Aim of the exercise ▸
Go through the material and pull out every line with the string "house" in it.

++++ Material to process ++++

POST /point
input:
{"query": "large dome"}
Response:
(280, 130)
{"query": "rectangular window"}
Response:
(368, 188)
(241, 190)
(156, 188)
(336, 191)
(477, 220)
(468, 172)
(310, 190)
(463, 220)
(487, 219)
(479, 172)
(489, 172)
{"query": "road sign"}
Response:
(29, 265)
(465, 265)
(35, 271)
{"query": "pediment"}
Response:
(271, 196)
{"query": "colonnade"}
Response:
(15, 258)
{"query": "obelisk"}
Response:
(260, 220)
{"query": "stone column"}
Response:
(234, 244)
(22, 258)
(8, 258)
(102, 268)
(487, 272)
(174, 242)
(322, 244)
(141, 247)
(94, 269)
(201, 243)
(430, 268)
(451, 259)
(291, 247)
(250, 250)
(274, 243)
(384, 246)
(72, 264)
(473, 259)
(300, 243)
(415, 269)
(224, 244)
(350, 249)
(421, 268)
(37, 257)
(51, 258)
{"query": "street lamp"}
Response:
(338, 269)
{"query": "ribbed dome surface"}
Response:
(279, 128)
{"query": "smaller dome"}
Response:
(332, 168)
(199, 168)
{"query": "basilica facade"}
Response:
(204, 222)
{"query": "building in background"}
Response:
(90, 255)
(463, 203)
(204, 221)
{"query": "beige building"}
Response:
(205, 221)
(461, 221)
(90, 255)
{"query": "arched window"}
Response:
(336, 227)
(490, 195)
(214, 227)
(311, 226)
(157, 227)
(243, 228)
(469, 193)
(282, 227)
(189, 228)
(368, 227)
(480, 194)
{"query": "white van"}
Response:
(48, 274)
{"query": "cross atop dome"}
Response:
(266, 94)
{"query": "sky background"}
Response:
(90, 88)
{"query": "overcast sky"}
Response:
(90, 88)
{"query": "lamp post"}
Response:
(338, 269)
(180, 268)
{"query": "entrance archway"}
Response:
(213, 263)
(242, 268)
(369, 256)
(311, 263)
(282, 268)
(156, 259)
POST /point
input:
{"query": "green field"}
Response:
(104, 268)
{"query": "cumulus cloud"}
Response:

++++
++++ Material to process ++++

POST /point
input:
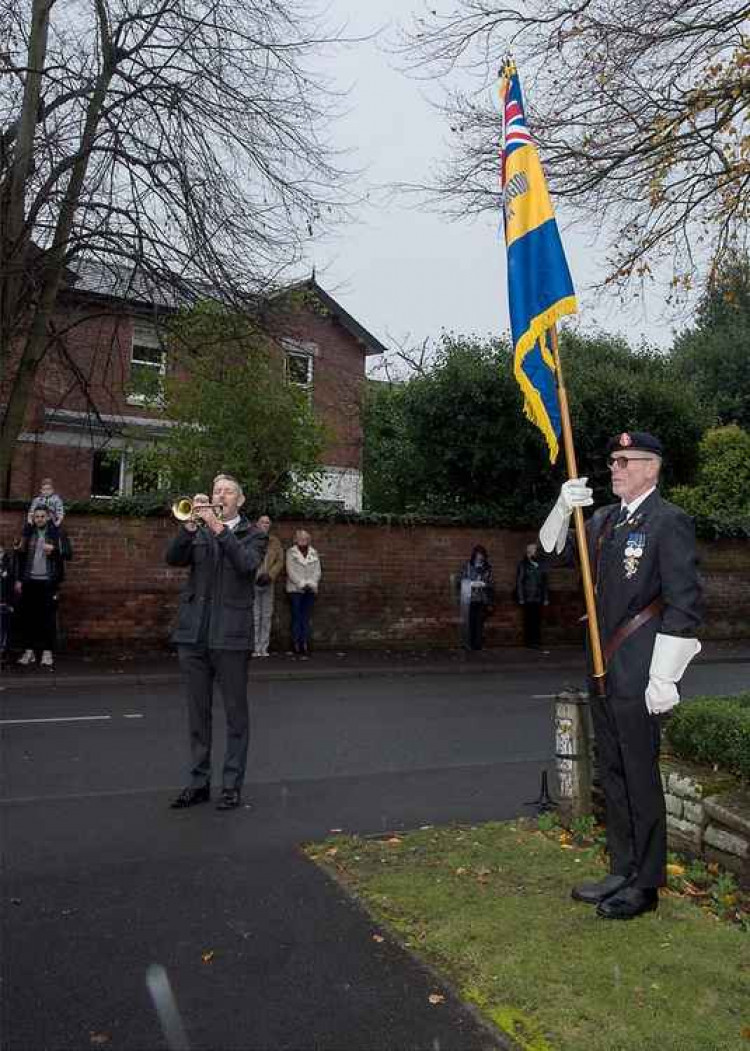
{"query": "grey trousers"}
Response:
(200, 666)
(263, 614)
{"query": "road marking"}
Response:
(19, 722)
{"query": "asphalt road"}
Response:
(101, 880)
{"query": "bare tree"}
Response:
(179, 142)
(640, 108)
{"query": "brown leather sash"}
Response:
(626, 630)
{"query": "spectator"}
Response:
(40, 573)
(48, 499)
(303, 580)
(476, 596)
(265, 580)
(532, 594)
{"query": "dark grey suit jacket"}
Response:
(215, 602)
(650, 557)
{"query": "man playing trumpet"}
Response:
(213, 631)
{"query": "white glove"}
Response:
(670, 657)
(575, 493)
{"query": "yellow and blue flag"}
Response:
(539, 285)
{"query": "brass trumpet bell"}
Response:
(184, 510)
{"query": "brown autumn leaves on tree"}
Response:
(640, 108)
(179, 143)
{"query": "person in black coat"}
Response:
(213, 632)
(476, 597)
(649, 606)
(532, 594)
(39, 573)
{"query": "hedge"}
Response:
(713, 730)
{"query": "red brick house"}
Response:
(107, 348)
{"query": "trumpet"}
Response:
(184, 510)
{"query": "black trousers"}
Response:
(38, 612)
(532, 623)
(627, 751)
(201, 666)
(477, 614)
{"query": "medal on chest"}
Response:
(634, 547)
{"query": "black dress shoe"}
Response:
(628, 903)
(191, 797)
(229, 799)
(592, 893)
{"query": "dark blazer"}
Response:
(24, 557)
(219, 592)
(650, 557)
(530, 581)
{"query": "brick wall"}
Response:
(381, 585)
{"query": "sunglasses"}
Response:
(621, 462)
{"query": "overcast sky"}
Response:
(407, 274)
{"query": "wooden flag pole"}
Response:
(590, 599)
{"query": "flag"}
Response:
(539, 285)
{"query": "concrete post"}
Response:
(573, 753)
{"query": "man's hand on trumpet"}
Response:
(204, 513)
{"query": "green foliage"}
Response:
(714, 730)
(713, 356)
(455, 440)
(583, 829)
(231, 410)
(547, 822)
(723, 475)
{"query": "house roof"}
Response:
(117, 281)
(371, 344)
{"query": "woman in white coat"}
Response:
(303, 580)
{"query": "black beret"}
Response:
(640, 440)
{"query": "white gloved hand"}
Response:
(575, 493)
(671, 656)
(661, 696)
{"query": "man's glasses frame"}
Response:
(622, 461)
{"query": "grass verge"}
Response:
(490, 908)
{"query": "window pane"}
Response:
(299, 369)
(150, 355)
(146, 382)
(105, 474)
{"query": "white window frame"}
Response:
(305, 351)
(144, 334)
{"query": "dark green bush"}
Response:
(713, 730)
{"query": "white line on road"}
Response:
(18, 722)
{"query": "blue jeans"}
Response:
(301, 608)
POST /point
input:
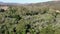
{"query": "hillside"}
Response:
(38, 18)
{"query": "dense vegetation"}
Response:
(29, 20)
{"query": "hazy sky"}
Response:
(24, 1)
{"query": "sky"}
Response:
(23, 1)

++++
++++ Material to process ++++

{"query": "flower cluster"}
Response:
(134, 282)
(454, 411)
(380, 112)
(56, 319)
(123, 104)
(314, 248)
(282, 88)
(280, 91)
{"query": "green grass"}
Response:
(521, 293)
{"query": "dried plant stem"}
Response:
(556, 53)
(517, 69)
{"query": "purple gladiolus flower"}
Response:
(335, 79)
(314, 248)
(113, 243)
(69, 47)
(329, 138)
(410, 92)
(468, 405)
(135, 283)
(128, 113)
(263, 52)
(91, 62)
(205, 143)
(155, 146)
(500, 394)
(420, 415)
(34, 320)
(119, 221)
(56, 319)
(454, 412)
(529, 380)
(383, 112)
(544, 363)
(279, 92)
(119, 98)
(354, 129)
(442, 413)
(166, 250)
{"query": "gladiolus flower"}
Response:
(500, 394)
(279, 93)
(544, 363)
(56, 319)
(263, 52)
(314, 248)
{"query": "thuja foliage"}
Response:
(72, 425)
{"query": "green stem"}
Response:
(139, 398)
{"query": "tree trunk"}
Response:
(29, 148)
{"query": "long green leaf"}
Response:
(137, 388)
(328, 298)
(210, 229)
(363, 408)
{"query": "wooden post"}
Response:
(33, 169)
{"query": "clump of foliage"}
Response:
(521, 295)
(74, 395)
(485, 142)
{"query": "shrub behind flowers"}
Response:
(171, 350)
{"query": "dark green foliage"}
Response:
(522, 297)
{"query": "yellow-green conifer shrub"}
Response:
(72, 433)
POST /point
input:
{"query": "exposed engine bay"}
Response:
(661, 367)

++++

Output of the exercise ▸
{"query": "red brick house"}
{"query": "house roof"}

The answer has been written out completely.